▶ [Set task]:
Write the next part of the VRML passage, picking up from where it stops.

▶ [Text section]:

──────────

The Virtual Reality Mark-up Language (VRML) is a platform independent language for composing 3D models from cones, spheres and cubes. These primitives are combined to create more complex scenes such as those shown in Figure 1. One of the reasons for the rapid rise in the popularity of this medium is that it provides interface designers with a means of delivering 3D interfaces over the web (Johnson, 1997, 1997b). With the advent of VRML 2.0 it is possible to generate and animate scenes that contain links to a wide variety of other information sources including videos, databases and other web pages.

Figure 1: VRML Architectural Model of the Hunterian Museum, Glasgow.(Image source.)

──────────

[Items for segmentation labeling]
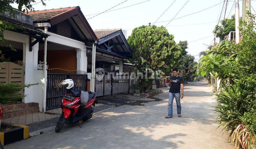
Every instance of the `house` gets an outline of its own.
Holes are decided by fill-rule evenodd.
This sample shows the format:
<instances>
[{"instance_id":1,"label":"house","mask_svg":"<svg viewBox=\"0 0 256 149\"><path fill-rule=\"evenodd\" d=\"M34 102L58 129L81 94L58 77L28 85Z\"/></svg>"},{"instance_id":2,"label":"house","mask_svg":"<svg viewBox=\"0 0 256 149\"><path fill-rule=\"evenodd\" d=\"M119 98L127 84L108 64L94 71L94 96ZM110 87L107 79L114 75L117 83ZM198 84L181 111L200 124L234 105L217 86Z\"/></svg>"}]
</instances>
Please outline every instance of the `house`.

──────────

▶ [Answer to this problem]:
In contrast to VRML, QuicktimeVR offers interface designers with the means of rapidly generating three dimensional resources without the costs of model building. Rather than painstakingly transforming and translating primitive objects, this approach works by shooting a large number of photographs. A viewer is then used to 'stitch' the images together so that users can pan around or zoom into a 3D scene. The photographs are taken using a motorised tripod and a digital camera so that large buildings and complex objects can be recorded in a relatively short period of time. This offers strong commercial advantages over the VRML approach which requires considerable time and skill in order to construct relatively simple worlds. Figure 2 shows an excerpt from a QuicktimeVR tour of the Macintosh House in Glasgow. As with VRML, the visualisation facilities supported by QuicktimeVR have recently been extended to support more complex forms of interaction through the introduction of embedded links to other resources.

Figure 2: QuicktimeVR model of the Macintosh House, Glasgow. (Image source).

Having introduced the underlying technology that supports desktop VR, the remainder of this paper goes on to examine the usability problems that characterise interaction with these applications. In particular, it is argued that 'conventional' evaluation techniques fail to capture some of the critical features that characterise interaction with this new generation of user interfaces.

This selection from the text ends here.